— WHAT YOU NEED TO DO —
Continue the court ruling on the estate of Jared Gitau Gichuhi, given below, from the point where it stops.

In re Estate of Jared Gitau Gichuhi (Deceased) [2021] KEHC 9550 (KLR) | Administration Of Estates | Esheria

In re Estate of Jared Gitau Gichuhi (Deceased) [2021] KEHC 9550 (KLR)

Full Case Text

REPUBLIC OF KENYA

IN THE HIGH COURT OF KENYA AT NAIROBI

SUCCESSION CAUSE NO. 537 OF 2004

IN THE MATTER OF THE ESTATE OF JARED GITAU GICHUHI (DECEASED)

PAULINE WANJIKU KAMAU.....................APPLICANT/ADMINISTRATOR

VERSUS

NIXON MBURU............................................RESPONDENT/ADMINISTRATOR

RULING

1. The deceased herein died intestate on 28th September 2003.  He left a widow and six children namely Robinson Gichuhi, Pauline Gichuhi, Edwin Gichuhi, Hellen Gichuhi, Nixon Mburu and Edward Mburu.  A grant of letters of administration intestate was on 26th April 2004 made to his widow Eddah Njeri Gichuhi as the sole administratrix.  The said grant was confirmed on 26th January 2009 thereby devolving the entire estate to the administratrix.

2. Before completing administration of the estate, the administratrix died on 13th April 2011 leaving part of the estate unadministered.

3. Due to lack of an administrator to complete the administration of the estate, one of the sons Nixon Mburu moved the court vide an application dated13th May 2019 seeking annulment or revocation of the grant on grounds that it had become useless or in-operative by virtue of the sole administratrix’s death.  That application was vehemently opposed by his sister Pauline Wanjiku vide her replying affidavit sworn on 1st October 2012 claiming that the properties had devolved to their mother and that they had filed a succession case in Kikuyu Law Courts.

4. After considering the application for revocation, the court found that part of the estate had not been transferred into the deceased adminitratrix’s name.   Among the properties that had not fully devolved is LR No. Dagoretti/Thogoto/1494 which the court directed that the unadministered property be redistributed afresh amongst the surviving beneficiaries.

5. Accordingly, the court made the following orders:

(a) The grant issued to the deceased herein on 26th April 2004 and confirmed on 26th January 2009 is hereby revoked on account of being in-operative and useless.

(b) In place of the deceased administratrix and applying this court’s discretion, Pauline Wanjiku Kamau and Nixon Mburu Gichuhi are hereby appointed as joint administrators for purposes of completing administration of the remaining part of the estate.

(c) The appointed administrators in consultation with the other beneficiaries to agree on how to redistribute the remaining property i.e. L.R. Dagoretti/Thogoto/1494 and file a consent on the agreed mode of distribution within 30 days.

(d) In the event they are not able to agree, one of them can move thecourt with the consent of all beneficiaries to redistribute the said property.

(e) Each party to bear own costs.

Records from a data source
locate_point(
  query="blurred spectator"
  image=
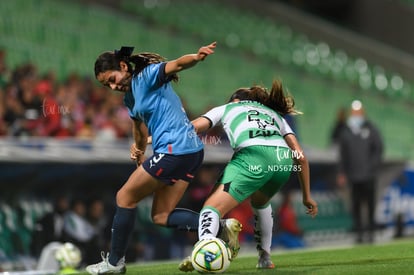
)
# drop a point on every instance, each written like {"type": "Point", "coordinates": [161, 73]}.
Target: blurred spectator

— TASK ANSWER —
6. Contrary to the court’s directions, Pauline Wanjiku Kamau one of the estate administrators filed a Chamber Summons dated 7th September 2020 jointly with Edwin, Hellen, Robinson and Edward her siblings seeking orders that;

(1) Spent.

(2) That there be a stay of the orders made in the ruling of this honourable court dated 30th June 2020 pending the hearing and determination of this application.

(3) That the ruling delivered on 30th June 2020 be reviewed and Pauline Wanjiku Kamau be appointed the sole administrator of the estate of Jared Gitau Gichuhi.

(4) That Nixon Mburu be and is hereby discharged as an administrator to the estate of Jared Gitau Gichuhi.

(5) That the honourable court be pleased to issue an order of temporary injunction to restrain the respondent, himself, his agents, servants, employees and/or proxies from alienating, leasing, moving onto, laying claim to, interfering, wasting, developing, fencing, carrying out any works on, constructing or in any other manner dealing or intermeddling with title number Dagoretti/Thogoto/1494 pending hearing and determination of this cause.

(6) That this honourable court be pleased to issue an order of mandatory injunction to compel the 1st respondent himself, his agents, servants, employees and/or proxies to forthwith cease intermeddling with the deceased’s properties and in particular the property known as Dagoretti/Thogoto/1494.

(7) That the OCS Kikuyu Police Station be and is hereby ordered to investigate authenticity of signatures affixed on the consent dated 7th July 2020 and that the orders issued by this honourable court are fully complied with.

(8) That in the alternative, the honourable court do make such other interlocutory orders as it may deem just and expedient pending the hearing and determination of this application.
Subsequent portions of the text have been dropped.